<<<<

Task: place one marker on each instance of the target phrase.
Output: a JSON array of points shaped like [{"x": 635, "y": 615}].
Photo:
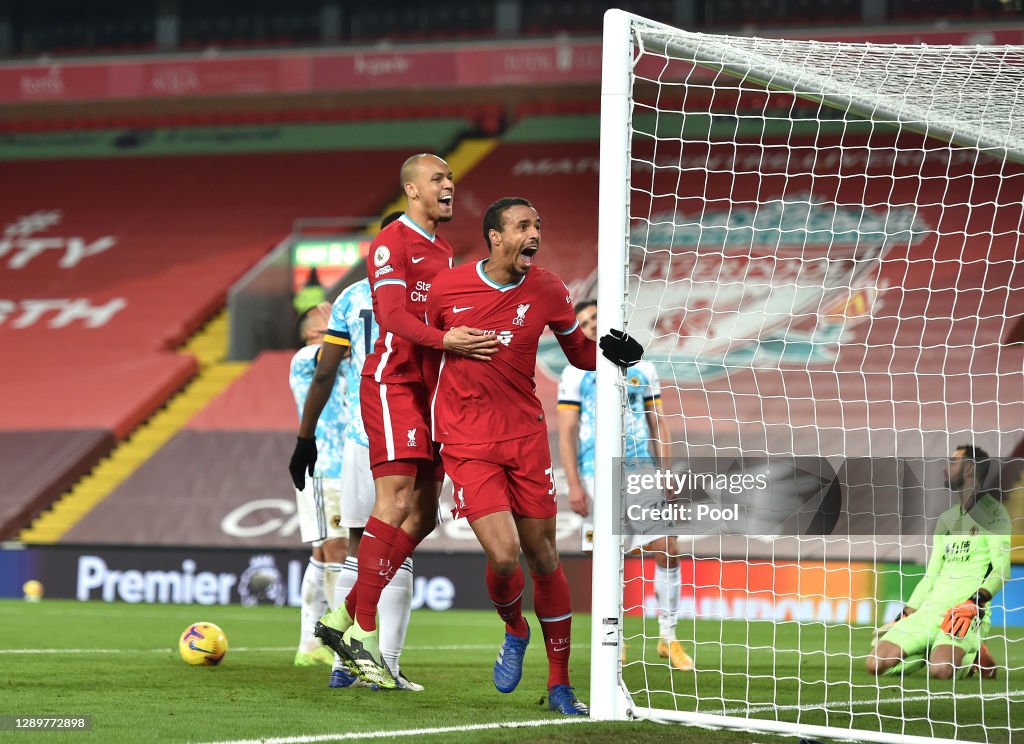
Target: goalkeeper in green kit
[{"x": 946, "y": 619}]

>>>>

_Task to carry out_: Extract only the lines from the one that contains "Output: a JSON" through the end of the records, inclusive, and omit every picture.

_Reply_:
Output: a JSON array of points shaped like [{"x": 635, "y": 615}].
Photo:
Target: goalkeeper in green kit
[{"x": 946, "y": 619}]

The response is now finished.